- [Written instruction A] Find every line in the records below that contains the string "table" and copy each such line in full, treating uppercase and lowercase letters as different.

# The Stone Roses' new single is out now.



## Kerr (Mar 27, 2012)

Reading some of the reviews from the major music press, it's amazing apparently. 

With my ears it sounds really bad. I'm so disappointed with it.

Some people will just never hear a word against The Stone Roses.


----------



## turbosnoop (Apr 14, 2015)

I kinda like it, but it gets a bit repetitive. About one minute in it needs a change of melody, but it carries on. Still though I was a teenager in the 90s and really enjoyed the britpop scene which bands like the stone roses preceded (think that's fair to say). I pretty much feel sorry for people growing up as teenagers now as there is little to get excited about in terms of music, zayn, Justin beiber, tinie tempah...... Its all a load of s***e.
So are the stone roses reformed now and going to release a new album perhaps? If so I'm excited


----------



## Brian1612 (Apr 5, 2015)

A lot of people are blinded by the fact that they are an older band with an 'iconic' status. Personally I have never liked them. Not heard the new one but doubt it will be my cup of tea.

- [Written instruction B] Output the passage of the forum thread above about the new Stone Roses single, starting at "With my ears" and ending at "load of s***e.", with no changes.

- [Recorded data]
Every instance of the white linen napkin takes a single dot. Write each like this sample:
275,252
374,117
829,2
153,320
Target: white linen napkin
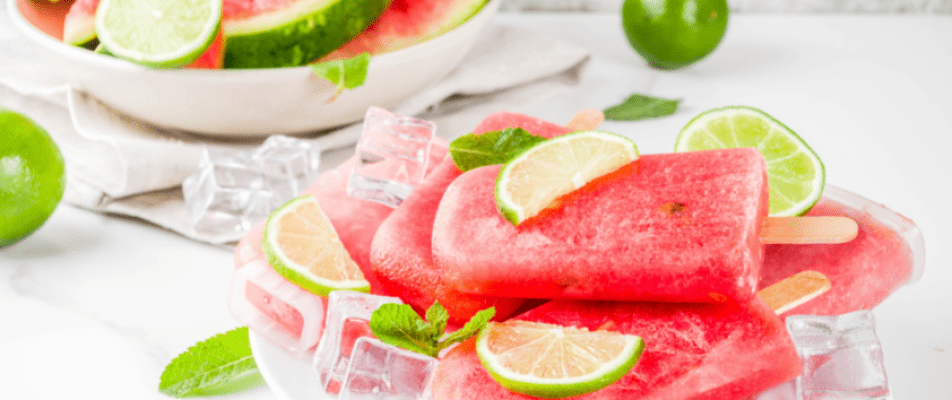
119,165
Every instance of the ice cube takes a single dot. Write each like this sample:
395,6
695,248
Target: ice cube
842,357
276,309
381,371
348,314
289,166
392,155
228,193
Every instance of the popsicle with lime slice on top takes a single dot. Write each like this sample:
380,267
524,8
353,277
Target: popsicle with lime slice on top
585,216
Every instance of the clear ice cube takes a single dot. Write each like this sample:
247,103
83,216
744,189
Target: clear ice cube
380,371
289,166
228,193
348,314
276,309
233,190
842,357
392,155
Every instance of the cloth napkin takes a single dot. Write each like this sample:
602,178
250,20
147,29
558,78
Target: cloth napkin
118,165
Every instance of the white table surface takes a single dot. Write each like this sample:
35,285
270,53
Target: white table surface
94,306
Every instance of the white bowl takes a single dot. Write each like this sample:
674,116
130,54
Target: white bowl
253,102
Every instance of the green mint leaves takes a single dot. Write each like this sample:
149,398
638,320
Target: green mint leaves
639,106
221,364
345,74
398,325
497,147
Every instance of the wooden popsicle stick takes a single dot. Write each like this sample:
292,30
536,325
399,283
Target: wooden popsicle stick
804,230
794,291
586,120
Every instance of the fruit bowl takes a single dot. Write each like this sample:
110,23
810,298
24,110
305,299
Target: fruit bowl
247,102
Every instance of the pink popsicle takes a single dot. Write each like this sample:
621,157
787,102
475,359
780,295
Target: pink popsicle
863,272
685,228
401,256
693,351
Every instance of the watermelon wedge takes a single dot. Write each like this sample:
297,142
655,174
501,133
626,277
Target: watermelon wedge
286,33
408,22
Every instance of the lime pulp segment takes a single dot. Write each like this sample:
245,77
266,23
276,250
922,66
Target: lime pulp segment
795,173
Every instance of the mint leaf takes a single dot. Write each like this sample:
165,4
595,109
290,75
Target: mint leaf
437,317
496,147
639,106
345,74
471,328
221,364
399,325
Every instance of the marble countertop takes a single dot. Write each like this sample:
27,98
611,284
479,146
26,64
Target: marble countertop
94,306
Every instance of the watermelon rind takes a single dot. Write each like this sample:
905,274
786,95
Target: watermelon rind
293,36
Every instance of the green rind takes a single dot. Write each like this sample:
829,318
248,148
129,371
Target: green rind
558,390
514,216
300,39
289,273
680,145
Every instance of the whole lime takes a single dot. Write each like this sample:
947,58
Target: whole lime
672,34
32,176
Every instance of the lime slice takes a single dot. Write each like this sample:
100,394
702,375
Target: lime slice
158,33
553,361
536,178
301,245
794,172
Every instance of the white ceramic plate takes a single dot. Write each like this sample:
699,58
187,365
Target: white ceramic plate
287,375
253,102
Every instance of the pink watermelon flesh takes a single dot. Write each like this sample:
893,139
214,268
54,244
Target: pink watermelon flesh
78,25
355,220
684,229
408,22
289,317
693,351
863,272
401,255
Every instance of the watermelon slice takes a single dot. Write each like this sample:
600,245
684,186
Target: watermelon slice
408,22
285,33
401,256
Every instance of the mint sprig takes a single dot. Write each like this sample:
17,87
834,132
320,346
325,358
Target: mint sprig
496,147
639,106
345,74
399,325
221,364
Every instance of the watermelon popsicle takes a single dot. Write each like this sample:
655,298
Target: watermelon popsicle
693,351
401,254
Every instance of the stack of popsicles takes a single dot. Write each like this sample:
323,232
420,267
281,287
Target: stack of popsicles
673,253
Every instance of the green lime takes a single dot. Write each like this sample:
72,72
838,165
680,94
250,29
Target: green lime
553,361
537,177
794,172
32,177
672,34
302,245
158,33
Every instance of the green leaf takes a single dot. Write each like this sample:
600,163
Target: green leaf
437,317
496,147
345,74
639,106
471,328
221,364
399,325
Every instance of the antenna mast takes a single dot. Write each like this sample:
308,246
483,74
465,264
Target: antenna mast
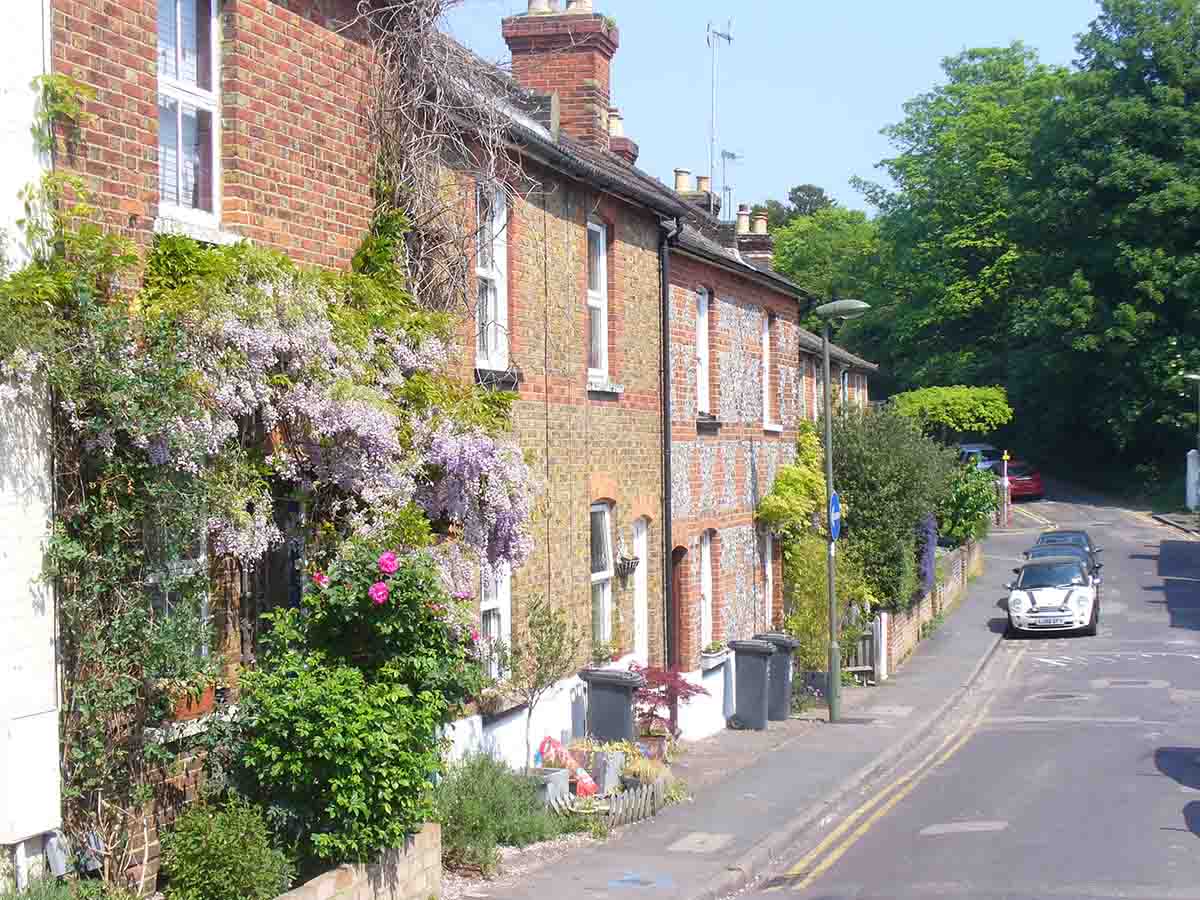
714,39
726,189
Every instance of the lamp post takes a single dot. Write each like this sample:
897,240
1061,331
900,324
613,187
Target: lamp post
838,310
1197,379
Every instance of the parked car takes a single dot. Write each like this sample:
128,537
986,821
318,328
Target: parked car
1024,481
1053,594
984,455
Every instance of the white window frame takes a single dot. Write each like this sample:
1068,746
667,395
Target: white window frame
598,300
604,577
496,595
208,100
766,369
706,589
703,399
493,354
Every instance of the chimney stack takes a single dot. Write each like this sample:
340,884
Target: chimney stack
581,46
743,219
755,244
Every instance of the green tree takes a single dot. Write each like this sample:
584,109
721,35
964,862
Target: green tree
947,412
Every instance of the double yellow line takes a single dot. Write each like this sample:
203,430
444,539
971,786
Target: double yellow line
837,844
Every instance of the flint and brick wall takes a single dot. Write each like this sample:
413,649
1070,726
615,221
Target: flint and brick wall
409,873
295,150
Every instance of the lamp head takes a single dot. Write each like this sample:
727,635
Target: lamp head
843,310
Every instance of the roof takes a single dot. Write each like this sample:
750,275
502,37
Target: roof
609,172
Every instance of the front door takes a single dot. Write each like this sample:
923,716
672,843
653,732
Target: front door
641,601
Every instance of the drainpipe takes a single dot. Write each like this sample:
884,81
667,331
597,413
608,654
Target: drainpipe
669,237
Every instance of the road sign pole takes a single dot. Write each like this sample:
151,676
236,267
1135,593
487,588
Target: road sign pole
833,689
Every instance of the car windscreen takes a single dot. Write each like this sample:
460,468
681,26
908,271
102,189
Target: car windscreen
1057,550
1050,576
1078,540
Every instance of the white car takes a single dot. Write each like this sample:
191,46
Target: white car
1053,594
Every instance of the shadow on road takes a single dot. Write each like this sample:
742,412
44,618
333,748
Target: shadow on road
1179,567
1182,763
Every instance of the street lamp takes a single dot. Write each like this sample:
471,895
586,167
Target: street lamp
1197,379
837,310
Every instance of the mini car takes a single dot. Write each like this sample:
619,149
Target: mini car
1053,594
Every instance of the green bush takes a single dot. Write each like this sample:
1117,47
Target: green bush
965,513
223,853
483,805
889,477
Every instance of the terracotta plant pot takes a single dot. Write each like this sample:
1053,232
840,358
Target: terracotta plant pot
187,708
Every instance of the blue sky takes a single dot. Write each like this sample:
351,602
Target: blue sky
804,88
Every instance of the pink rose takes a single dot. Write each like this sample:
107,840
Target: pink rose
388,563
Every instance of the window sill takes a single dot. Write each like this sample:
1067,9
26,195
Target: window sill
605,385
172,732
203,233
507,379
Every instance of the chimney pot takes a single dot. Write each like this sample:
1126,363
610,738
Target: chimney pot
743,219
616,124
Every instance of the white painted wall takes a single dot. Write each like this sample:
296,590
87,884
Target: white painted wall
29,744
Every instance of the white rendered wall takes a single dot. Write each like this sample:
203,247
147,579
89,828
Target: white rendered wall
29,744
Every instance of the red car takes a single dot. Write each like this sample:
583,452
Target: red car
1024,481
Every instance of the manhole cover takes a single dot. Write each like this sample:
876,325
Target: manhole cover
1059,696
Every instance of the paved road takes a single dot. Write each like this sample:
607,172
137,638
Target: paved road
1071,771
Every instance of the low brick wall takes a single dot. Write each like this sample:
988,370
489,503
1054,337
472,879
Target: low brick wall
411,873
904,625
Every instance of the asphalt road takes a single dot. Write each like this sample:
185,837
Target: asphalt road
1072,769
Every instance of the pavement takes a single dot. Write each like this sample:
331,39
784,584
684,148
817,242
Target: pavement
756,795
1071,768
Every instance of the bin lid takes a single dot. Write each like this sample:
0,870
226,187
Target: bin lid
785,643
615,677
756,648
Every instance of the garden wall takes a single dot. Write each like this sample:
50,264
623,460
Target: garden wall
904,625
411,873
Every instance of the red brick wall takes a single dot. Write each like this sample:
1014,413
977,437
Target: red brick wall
295,155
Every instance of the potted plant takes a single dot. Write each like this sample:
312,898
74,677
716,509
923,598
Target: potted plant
713,655
658,706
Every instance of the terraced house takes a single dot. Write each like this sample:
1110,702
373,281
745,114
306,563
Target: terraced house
657,359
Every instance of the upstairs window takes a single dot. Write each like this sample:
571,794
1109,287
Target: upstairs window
187,111
495,615
491,274
601,574
703,405
598,303
768,321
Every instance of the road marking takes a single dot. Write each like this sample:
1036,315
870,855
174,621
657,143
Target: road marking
883,802
963,828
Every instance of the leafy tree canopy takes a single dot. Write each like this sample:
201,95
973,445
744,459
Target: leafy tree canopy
958,409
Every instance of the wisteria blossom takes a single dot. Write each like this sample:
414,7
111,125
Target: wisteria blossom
484,486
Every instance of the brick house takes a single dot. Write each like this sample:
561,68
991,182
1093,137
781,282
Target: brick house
744,375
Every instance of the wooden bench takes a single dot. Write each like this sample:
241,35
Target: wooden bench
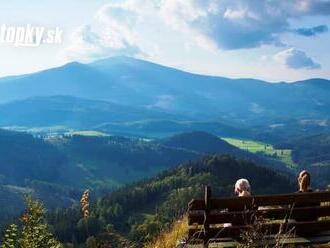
294,218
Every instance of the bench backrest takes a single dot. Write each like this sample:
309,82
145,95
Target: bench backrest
304,208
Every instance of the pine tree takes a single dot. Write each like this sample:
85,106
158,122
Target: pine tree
35,231
10,238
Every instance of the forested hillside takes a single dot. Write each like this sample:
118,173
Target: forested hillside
56,169
138,212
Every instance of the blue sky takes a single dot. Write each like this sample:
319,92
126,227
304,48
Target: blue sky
265,39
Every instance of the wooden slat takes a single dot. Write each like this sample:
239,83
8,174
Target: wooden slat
247,202
217,217
300,228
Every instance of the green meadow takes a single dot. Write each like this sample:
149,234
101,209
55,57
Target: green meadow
259,147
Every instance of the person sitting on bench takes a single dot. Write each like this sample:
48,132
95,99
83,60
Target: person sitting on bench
242,187
304,181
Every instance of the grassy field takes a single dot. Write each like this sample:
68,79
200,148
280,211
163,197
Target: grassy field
255,147
88,133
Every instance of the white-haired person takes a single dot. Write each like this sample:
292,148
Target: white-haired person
242,187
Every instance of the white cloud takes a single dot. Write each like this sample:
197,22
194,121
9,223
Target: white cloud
212,24
228,25
296,59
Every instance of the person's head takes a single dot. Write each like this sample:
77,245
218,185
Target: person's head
304,181
242,187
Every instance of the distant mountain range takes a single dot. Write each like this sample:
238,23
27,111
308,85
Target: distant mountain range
140,84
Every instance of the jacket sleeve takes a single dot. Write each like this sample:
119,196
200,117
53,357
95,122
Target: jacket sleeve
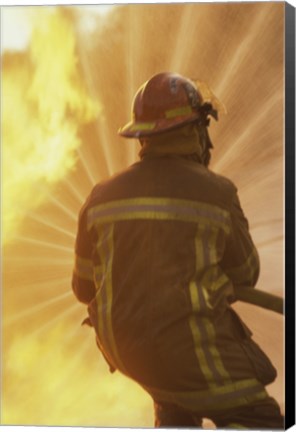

- [Worked answer A]
Every instance of the white table surface takes a single dot. Write each like this sample:
Target: white table surface

- [Worked answer B]
With my ears it sounds really bad. I'm so disappointed with it.

Some people will just never hear a word against The Stone Roses.


----------



## turbosnoop (Apr 14, 2015)

I kinda like it, but it gets a bit repetitive. About one minute in it needs a change of melody, but it carries on. Still though I was a teenager in the 90s and really enjoyed the britpop scene which bands like the stone roses preceded (think that's fair to say). I pretty much feel sorry for people growing up as teenagers now as there is little to get excited about in terms of music, zayn, Justin beiber, tinie tempah...... Its all a load of s***e.